*** Records for this exercise Section Begins ***

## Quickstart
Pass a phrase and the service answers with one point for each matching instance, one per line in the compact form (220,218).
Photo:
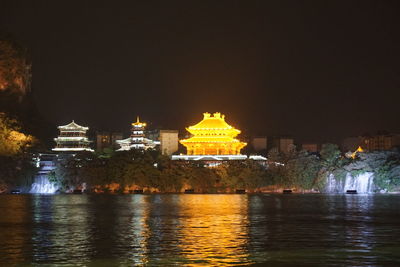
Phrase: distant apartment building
(259,143)
(283,144)
(372,143)
(310,147)
(107,140)
(168,141)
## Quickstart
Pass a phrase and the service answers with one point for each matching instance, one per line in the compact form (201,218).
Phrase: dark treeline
(152,172)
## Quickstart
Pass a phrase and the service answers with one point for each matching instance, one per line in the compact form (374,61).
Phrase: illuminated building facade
(137,140)
(212,139)
(72,138)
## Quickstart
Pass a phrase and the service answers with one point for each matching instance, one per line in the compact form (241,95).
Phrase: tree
(12,141)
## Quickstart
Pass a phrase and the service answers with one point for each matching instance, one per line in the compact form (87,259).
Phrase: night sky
(316,70)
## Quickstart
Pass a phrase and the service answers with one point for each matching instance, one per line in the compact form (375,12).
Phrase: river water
(200,230)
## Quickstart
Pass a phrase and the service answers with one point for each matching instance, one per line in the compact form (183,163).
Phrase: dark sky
(316,70)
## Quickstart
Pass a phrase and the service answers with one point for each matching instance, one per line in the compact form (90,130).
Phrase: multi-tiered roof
(213,136)
(137,140)
(72,138)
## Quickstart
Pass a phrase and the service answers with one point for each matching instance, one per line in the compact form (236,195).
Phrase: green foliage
(149,170)
(12,141)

*** Records for this exercise Section Ends ***

The task: Please return only the lines from the one that contains "compact form (375,12)." through the final line of the entries, each exactly as written.

Result for this task:
Pass a phrase and the service answers with one point for each matching instance, one per line in the compact form (375,12).
Phrase: river water
(200,230)
## Quickstart
Pass a phrase and the service answers with one point for each matching instance, one per line in the compact form (183,163).
Phrase: dark sky
(316,70)
## Quickstart
Pass a phrase and the service answers with one point for each matching instance, one per line in the compact form (90,130).
Phrase: multi-tiered roof
(213,136)
(137,140)
(72,138)
## Quickstart
Pass a phrase and the service answers with one point for each matching instance, one per line in the compact form (236,195).
Phrase: green foliage
(149,170)
(12,141)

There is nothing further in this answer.